またVRPを一般化した問題として「PDP:pickup and delivery problem」という問題がある。これは荷物を積む訪問先とその荷物を降ろす訪問先の組が複数入力されたとき、各組に対して各訪問先を同じ車両が訪れ、さらに積んだあとに降ろすという順序を守った上ですべての訪問先がいずれかの車両によりちょうど一度ずつ訪問されるような車両のルートの中でルートの長さの総和が最小となるものを求める問題である。PDPもVRP同様に現実で現れる制約条件を取り込んだ問題がいくつも提案され、それらに対する近似解法も同時に研究されてきた。
【0003】
例えば、特許文献1には、配送先を各車両に振り分けるグルーピング処理とグルーピングで決められた配送先グループを車両がどの順序で巡るかというルートの最適化処理とで決定される配送計画について、複数のグルーピング戦略を用いて複数の配送計画を生成し、その中で最適な配送計画を選択するようにした技術が開示されている。
【先行技術文献】
【特許文献】
【0004】
【特許文献1】特開2001-188984号公報
【発明の概要】
【発明が解決しようとする課題】
【0005】
ところで、荷物の配送依頼を行う荷主と、その荷物の配送を行う運送会社とは、1対1で契約を行うことが多かった。1対1で契約を行うことで、荷主は荷物の数の増減に応じて都度運送会社を手配する必要が無くなるメリットがあり、運送会社は荷主からの配送依頼の個数を確保できるメリットがあるといえる。
【0006】
他方で、荷主からの配送依頼の個数は日々変動することが常であり、1対1での契約の場合には、運送会社は配送依頼の個数が増大したとしても自社で全ての配送依頼に対応可能とするために、配送を実行するための車両とドライバーの数に余裕を持たせておく必要がある。車両とドライバーに余裕を持たせることで配送依頼の増大に対応可能となるが、配送依頼の個数が少ない場合には確保した車両及びドライバーは利用されないにも関わらずコストが発生することになるため、配送依頼の個数の最大数を大きく予測すればするほど、車両及びドライバーの確保に必要なコストは増大していくといえる。荷主は、依頼する荷物の量に応じた費用負担となる所謂「個建て」の契約を一般的には望むが、個建ての契約の場合、需要増大に備えるための車両確保によるコスト増加分を運送会社が負担することになってしまうため、運送会社は個建ての契約は望まないといえる。運送会社は安定収入につながる車建ての契約を望むといえ、車建ての契約の場合、荷主としては負担増になる傾向にある。そして、複数の荷主がそれぞれ同様の車建ての契約を行っている場合、それぞれが需要増大に備えて余剰車両を確保していることになるため、これら全体としては無駄なコストが発生しているという問題があった。また、コストが無駄になるだけではなく、各車両の積載率が低下して、積載率が低い状態で車両が稼働する状況は、二酸化炭素排出量の増加につながってしまうという問題があった。

| やること |
引用文の「またVRPを一般化した問題として「PDP:pickup and delivery」から「にした技術が開示されている。」までを、「訪問先」を「立ち寄り先」に置き換えて書き直してください。 手がかりにするのは引用文だけとする。

| 収集資料 |
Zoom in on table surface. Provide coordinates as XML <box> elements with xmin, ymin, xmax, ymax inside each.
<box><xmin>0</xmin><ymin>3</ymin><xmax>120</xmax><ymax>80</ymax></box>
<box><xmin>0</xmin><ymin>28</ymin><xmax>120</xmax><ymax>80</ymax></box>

| 完了した作業 |
またVRPを一般化した問題として「PDP:pickup and delivery problem」という問題がある。これは荷物を積む立ち寄り先とその荷物を降ろす立ち寄り先の組が複数入力されたとき、各組に対して各立ち寄り先を同じ車両が訪れ、さらに積んだあとに降ろすという順序を守った上ですべての立ち寄り先がいずれかの車両によりちょうど一度ずつ訪問されるような車両のルートの中でルートの長さの総和が最小となるものを求める問題である。PDPもVRP同様に現実で現れる制約条件を取り込んだ問題がいくつも提案され、それらに対する近似解法も同時に研究されてきた。
【0003】
例えば、特許文献1には、配送先を各車両に振り分けるグルーピング処理とグルーピングで決められた配送先グループを車両がどの順序で巡るかというルートの最適化処理とで決定される配送計画について、複数のグルーピング戦略を用いて複数の配送計画を生成し、その中で最適な配送計画を選択するようにした技術が開示されている。